* _Task instructions_
1. Answer these questions about the Amazon Redshift checklist, one line each:
(a) What does the checklist aim to be?
(b) How many levels of flexibility does it use?
(c) What does the 🟢 mark mean?
2. Rewrite the passage of the Amazon Redshift checklist between "All items in" and "some particular situations.", inclusive, and swap "recommended" for "advised".
3. Write the next part of the Amazon Redshift checklist, picking up right after its last line.

Amazon Redshift Checklist

This checklist aims to be an exhaustive list of all elements you should consider when using Amazon Redshift.

Table of Contents

• How to use
• Sister Projects
• Checklist
  • Designing Tables
  • Loading Data
  • Performance
  • Security
  • Monitoring
  • Consumption
  • Cluster
• Contributing

How to use

All items in the Amazon Redshift Checklist are required for the majority of projects, but some elements can be omitted or are not essential. We choose to use 3 levels of flexibility:

• 🔴 means the item can't be omitted for any reason.
• 🟡 means the item is highly recommended and can eventually be omitted in some really particular cases.
• 🟢 means the item is recommended but can be omitted in some particular situations.

* _Entries provided_
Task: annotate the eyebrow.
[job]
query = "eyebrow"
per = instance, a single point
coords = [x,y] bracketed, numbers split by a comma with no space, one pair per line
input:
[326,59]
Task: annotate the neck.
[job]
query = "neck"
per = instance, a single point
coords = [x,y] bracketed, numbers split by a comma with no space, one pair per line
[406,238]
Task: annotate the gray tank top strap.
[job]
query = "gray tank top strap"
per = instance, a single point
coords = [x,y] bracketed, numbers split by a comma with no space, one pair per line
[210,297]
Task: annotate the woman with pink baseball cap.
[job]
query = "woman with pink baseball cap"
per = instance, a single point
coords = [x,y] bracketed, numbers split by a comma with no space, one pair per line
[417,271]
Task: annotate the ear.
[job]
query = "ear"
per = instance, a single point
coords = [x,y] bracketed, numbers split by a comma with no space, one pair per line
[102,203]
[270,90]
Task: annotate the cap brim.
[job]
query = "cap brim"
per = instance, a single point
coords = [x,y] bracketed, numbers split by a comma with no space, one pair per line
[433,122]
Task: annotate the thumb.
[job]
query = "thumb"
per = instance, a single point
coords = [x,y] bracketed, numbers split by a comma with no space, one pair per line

* _Responses to the exercise_
1.
(a) An exhaustive list of all elements you should consider when using Amazon Redshift.
(b) 3.
(c) The item is recommended but can be omitted in some particular situations.

2.
All items in the Amazon Redshift Checklist are required for the majority of projects, but some elements can be omitted or are not essential. We choose to use 3 levels of flexibility:

• 🔴 means the item can't be omitted for any reason.
• 🟡 means the item is highly advised and can eventually be omitted in some really particular cases.
• 🟢 means the item is advised but can be omitted in some particular situations.

3.
Some resources possess an emoticon to help you understand which type of content/help you may find on the checklist:

• 📖 documentation or article
• 🔧 online tool
• 📹 media

Sister Projects

• Amazon S3 Checklist

Checklist

Designing Tables

🔴 Select an appropriate table distribution style

In order to utilise the parallel nature of Redshift, data must be correctly distributed within each table of the cluster. Tables not distributed correctly (based on their query patterns) will generally lead to poor query performance.

• 📖 Choosing a data distribution style
• 📖 Amazon Redshift now recommends distribution keys for improved query performance

🟡 Set column compression

Ensures data is better compressed utilising less storage space.

• 📖 Choosing a column compression type
• 📖 Use AZ64 column compression encoding

🟡 Select appropriate table sort keys

Ensures data is retrieved from within each node in the most performant way.

• 📖 Choosing sort keys
• 📖 Amazon Redshift now supports changing table sort keys dynamically
• 📖 Amazon Redshift now recommends sort keys for improved query performance
• 📖 Compound and Interleaved Sort Keys

🟢 Define table constraints

Uniqueness, primary key, and foreign key constraints are informational only; they are not enforced by Amazon Redshift. Nonetheless, primary keys and foreign keys are used as planning hints and they should be declared if your ETL process or some other process in your application enforces their integrity.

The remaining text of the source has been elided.